Segment Start: DATA SUPPLIED
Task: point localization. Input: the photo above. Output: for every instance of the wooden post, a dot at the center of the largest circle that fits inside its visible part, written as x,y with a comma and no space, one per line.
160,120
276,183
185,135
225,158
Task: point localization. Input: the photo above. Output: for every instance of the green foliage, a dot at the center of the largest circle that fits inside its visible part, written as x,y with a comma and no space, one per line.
Segment End: DATA SUPPLIED
Segment Start: DATA SUPPLIED
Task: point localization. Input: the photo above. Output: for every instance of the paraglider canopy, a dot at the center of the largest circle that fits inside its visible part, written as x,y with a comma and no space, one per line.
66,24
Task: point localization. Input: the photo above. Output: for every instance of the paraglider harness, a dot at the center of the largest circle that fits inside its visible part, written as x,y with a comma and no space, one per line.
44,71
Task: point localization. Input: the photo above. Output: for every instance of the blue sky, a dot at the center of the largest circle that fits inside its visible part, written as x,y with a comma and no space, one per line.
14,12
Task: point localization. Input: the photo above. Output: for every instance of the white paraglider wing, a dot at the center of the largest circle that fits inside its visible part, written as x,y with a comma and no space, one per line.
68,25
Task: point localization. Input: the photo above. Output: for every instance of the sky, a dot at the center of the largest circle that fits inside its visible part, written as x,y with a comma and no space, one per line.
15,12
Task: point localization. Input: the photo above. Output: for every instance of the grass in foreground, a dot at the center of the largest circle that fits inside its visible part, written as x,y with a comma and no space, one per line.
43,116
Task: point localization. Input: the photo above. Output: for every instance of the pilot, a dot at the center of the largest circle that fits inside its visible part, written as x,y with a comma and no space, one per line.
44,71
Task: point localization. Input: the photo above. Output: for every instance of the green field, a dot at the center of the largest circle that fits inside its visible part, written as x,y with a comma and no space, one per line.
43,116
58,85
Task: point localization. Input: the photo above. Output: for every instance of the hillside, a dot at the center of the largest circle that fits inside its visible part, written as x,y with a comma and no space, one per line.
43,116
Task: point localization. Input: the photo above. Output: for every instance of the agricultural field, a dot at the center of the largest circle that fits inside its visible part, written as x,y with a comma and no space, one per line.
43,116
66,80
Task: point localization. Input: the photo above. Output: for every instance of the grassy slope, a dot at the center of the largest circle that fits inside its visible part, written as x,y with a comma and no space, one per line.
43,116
Segment End: DATA SUPPLIED
HOW TO COMPLETE THIS TASK:
Using the entries above, return exactly the lines from the line with "of the wooden" to the line with "green foliage, a", counting both of those lines.

SOLUTION TO THE EXERCISE:
Task: point localization. Input: the photo above. Output: for every instance of the wooden post, a dot at the center of the largest circle that fits inside its visible part, written as x,y with a comma and no space, one per line.
160,120
276,183
185,135
225,158
Task: point localization. Input: the photo above. Output: for every instance of the green foliage, a dot at the center of the largest circle that fits inside its visible part, written as x,y with a comma and no space, one per line.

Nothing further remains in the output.